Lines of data
◇ ◇ ◇ ◇
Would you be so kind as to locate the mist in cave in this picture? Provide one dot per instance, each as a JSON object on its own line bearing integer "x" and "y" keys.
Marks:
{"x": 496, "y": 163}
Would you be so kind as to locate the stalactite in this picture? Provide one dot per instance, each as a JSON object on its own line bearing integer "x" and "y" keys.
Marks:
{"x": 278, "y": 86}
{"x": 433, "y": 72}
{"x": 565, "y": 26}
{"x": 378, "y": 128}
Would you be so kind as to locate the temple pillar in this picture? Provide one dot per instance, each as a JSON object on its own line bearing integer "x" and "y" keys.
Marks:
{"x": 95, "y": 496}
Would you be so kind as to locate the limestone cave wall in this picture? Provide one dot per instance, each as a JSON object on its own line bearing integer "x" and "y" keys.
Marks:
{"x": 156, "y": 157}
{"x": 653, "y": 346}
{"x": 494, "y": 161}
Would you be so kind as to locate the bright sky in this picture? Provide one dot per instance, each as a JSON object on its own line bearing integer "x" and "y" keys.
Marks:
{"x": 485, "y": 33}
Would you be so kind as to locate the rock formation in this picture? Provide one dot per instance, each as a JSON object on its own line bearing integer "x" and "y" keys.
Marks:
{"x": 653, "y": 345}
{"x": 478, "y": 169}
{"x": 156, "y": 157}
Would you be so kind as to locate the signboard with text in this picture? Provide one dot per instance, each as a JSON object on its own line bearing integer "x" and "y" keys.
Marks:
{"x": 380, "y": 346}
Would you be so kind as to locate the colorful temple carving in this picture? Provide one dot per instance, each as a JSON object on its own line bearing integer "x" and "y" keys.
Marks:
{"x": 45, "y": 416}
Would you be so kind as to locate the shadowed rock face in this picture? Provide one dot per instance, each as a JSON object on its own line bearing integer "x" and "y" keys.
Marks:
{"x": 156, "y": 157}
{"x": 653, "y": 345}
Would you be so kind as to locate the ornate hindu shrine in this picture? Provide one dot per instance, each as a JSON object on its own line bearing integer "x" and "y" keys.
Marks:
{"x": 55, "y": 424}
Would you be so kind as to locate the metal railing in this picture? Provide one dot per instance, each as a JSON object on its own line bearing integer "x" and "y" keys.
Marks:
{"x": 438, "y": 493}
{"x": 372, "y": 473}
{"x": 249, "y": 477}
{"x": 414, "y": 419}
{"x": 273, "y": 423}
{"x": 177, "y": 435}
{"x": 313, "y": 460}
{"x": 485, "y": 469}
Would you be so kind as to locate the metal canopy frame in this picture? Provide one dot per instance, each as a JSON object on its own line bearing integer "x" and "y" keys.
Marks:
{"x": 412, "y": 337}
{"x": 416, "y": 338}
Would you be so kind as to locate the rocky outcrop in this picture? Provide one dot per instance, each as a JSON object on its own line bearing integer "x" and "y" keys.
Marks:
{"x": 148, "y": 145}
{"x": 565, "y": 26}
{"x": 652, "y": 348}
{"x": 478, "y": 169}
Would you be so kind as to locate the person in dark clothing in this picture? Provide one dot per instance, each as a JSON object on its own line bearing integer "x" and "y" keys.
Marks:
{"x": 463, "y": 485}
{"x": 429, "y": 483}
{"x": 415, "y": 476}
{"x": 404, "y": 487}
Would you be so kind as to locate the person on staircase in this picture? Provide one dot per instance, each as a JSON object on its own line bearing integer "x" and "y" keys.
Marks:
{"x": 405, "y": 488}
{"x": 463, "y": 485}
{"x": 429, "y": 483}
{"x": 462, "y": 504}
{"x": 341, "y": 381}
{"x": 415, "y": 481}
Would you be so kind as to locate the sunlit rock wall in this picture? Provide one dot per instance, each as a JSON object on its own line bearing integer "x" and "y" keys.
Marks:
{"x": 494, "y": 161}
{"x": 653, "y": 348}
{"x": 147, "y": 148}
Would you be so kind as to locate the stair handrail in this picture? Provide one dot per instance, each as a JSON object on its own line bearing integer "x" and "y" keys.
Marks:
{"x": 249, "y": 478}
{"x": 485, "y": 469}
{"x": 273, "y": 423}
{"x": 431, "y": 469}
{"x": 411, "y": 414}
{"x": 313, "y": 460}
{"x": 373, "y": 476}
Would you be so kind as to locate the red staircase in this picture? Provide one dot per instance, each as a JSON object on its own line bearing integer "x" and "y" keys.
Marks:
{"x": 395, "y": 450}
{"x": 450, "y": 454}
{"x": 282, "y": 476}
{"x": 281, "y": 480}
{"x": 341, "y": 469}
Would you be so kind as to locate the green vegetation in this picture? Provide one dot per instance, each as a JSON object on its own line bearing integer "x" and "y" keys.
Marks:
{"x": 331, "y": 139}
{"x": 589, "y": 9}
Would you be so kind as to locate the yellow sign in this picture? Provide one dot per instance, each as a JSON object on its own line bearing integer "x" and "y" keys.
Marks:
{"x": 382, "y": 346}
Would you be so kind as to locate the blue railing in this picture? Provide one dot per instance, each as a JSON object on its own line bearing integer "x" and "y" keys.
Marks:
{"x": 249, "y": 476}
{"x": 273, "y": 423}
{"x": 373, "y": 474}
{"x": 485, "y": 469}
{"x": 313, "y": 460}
◇ ◇ ◇ ◇
Go through the listing above and restate it word for word.

Would you be so kind as to locate the mist in cave in this picture? Provide one dot per instance, each as a JSON object on its own line bearing integer "x" and "y" keys.
Marks:
{"x": 496, "y": 163}
Would you be so kind as to locate the stalactite in this picture? Provide one dot per instance, each as a JSON object on its own line bearing integer "x" and "y" keys.
Marks:
{"x": 278, "y": 86}
{"x": 433, "y": 72}
{"x": 565, "y": 26}
{"x": 378, "y": 128}
Would you be so kind as to locate the temple pillar in this picture? Provide one dot per instance, each as a JSON object on its own line bearing integer "x" and "y" keys.
Marks:
{"x": 95, "y": 496}
Would you be so kind as to locate the limestone cave wall in this picture? Provide one dot per instance, each as a JSON object on its own line bearing integer "x" and "y" keys.
Marks:
{"x": 156, "y": 157}
{"x": 653, "y": 346}
{"x": 494, "y": 161}
Would you be so kind as to locate the bright sky in this picture? Provide one dot per instance, each as a JSON object on its own line bearing integer "x" and "y" keys.
Marks:
{"x": 485, "y": 33}
Would you be so kind as to locate the rock formation in this picture? Provide one dot per instance, each as a JSON object on its own line bearing integer "x" and "y" keys.
Marks:
{"x": 653, "y": 345}
{"x": 478, "y": 169}
{"x": 156, "y": 157}
Would you be so kind as to locate the signboard with text in this picture? Provide one dot per instance, each as a JSON object on its own line bearing integer "x" and "y" keys.
Marks:
{"x": 380, "y": 346}
Would you be so kind as to locate the colorful temple carving in this picture? Provide one dot per instance, each as a JSON object on its own line bearing integer "x" and "y" keys.
Marks:
{"x": 45, "y": 416}
Would you be so kind as to locate the shadowed rock face in this picture? Provide one dot per instance, each as a JSON object on its own line bearing integer "x" and "y" keys.
Marks:
{"x": 156, "y": 157}
{"x": 653, "y": 345}
Would you be so kind as to locate the ornate hindu shrine in this picture? Provide one dot per instance, each as a JSON object on its own line bearing integer "x" and "y" keys.
Marks:
{"x": 55, "y": 424}
Would you be so kind as to locate the metal railing in this picture? Provide one dot per instance, each as a JSON object on its own line bearing integer "x" and "y" keys.
Marks:
{"x": 438, "y": 493}
{"x": 372, "y": 473}
{"x": 249, "y": 477}
{"x": 414, "y": 419}
{"x": 273, "y": 423}
{"x": 177, "y": 435}
{"x": 313, "y": 460}
{"x": 485, "y": 469}
Would you be so kind as to locate the metal canopy frame in this picture? Provide one dot per instance, each as a JSON object on its own line bearing integer "x" and "y" keys.
Marks:
{"x": 412, "y": 337}
{"x": 416, "y": 338}
Would you be so kind as to locate the rocky outcrop in this picture? Provide one dot per instance, each as a JSON object on its own line bearing integer "x" and "y" keys.
Marks:
{"x": 148, "y": 145}
{"x": 565, "y": 26}
{"x": 652, "y": 348}
{"x": 478, "y": 169}
Would you be so kind as to locate the person in dark clothing in this picture? Provide one dot per instance, each as a JSON object on its own line bearing integer "x" and "y" keys.
Marks:
{"x": 463, "y": 485}
{"x": 429, "y": 483}
{"x": 415, "y": 476}
{"x": 404, "y": 487}
Would you be so kind as to locate the person on staircase in this picture? Provide one dot per instance, each as a JSON object on its own line bearing integer "x" and "y" keys.
Marks:
{"x": 405, "y": 488}
{"x": 463, "y": 485}
{"x": 429, "y": 483}
{"x": 462, "y": 504}
{"x": 341, "y": 381}
{"x": 415, "y": 481}
Would you be so kind as to locate the sunlit rock wall in this picture? Provide one dot per instance, each as a JSON object on its own line bearing integer "x" and "y" keys.
Marks:
{"x": 494, "y": 161}
{"x": 653, "y": 348}
{"x": 147, "y": 148}
Would you be so kind as to locate the stair handrail in this picture? Provide one dot per instance, each as a JSON object on its own line bearing integer "x" and "y" keys.
Marks:
{"x": 249, "y": 478}
{"x": 485, "y": 469}
{"x": 273, "y": 423}
{"x": 431, "y": 469}
{"x": 411, "y": 414}
{"x": 313, "y": 460}
{"x": 373, "y": 476}
Would you be so kind as to locate the red staircase in this picture? Provide one dot per instance, each as a JSON object on its own line bearing integer "x" and "y" keys.
Marks:
{"x": 395, "y": 450}
{"x": 450, "y": 454}
{"x": 282, "y": 476}
{"x": 281, "y": 480}
{"x": 341, "y": 469}
Would you be so kind as to locate the green vegetation in this picture? Provide one dot per instance, each as a JSON object on its own line bearing integer "x" and "y" keys.
Marks:
{"x": 331, "y": 139}
{"x": 589, "y": 9}
Would you be so kind as to locate the yellow sign in this picture? Provide one dot per instance, each as a JSON object on its own line bearing integer "x" and "y" keys.
Marks:
{"x": 382, "y": 346}
Would you be so kind as to locate the blue railing in this picture? Provide one dot per instance, each as a JSON object on its own line bearing integer "x" and "y" keys.
Marks:
{"x": 249, "y": 476}
{"x": 273, "y": 423}
{"x": 373, "y": 474}
{"x": 485, "y": 469}
{"x": 313, "y": 460}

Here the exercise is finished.